→ **Task requirements**
**A.** In the retirement thread, translate "He did manage to put on some street clothes and we went out for lunch to discuss our plans." into Spanish.
**B.** Please write out every line of all the entries below again, requests included. Multiply each x and y coordinate in the answers by 2.4 and round to the nearest whole number, with halves rounded up.

→ **Reading text**
I expect that to last for another day or so, before he hits the ground running on Monday. We've got a series of projects planned and can't wait to start working on them.:dance:


----------



## MDKatie (Dec 13, 2010)

Congrats to him!! That's awesome!


----------



## SmokeEater2 (Jan 11, 2010)

Good for him! He gets style points for the pajamas and slippers on his first half day of retirement imo. :happy2:


----------



## where I want to (Oct 28, 2008)

Congratulations. Live long and prosper.


----------



## Bret (Oct 3, 2003)

Good un-work.


----------



## TheMartianChick (May 26, 2009)

Thank you all!! He did manage to put on some street clothes and we went out for lunch to discuss our plans. As predicted, Monday will be the start of the first couple of projects: some minor repairs/upgrades to our home's interior.


----------



## Ramblin Wreck (Jun 10, 2005)

Best wishes to you both, and did you ever decide on a place down south (Florida I think)? 

(Oh, and if he starts hanging out in just a tee shirt and boxers, make sure you have a driveway alarm to alert you when company is coming.)


----------



## 1shotwade (Jul 9, 2013)

Cool! So glad to hear one more made it! I retired 8 years ago and said in about a year I'll be able to get caught up on all these projects! Wrong.I'm still looking at another decade! Don't let him get caught in that trap about"I can do that!"

Wade


----------



## COSunflower (Dec 4, 2006)

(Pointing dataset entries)
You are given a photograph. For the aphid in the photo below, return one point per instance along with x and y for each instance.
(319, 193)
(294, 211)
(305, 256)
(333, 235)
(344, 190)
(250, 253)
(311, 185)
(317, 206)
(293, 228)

→ **Replies**
**A.** Sí logró ponerse algo de ropa de calle y salimos a almorzar para hablar de nuestros planes.

**B.**
You are given a photograph. For the aphid in the photo below, return one point per instance along with x and y for each instance.
(766, 463)
(706, 506)
(732, 614)
(799, 564)
(826, 456)
(600, 607)
(746, 444)
(761, 494)
(703, 547)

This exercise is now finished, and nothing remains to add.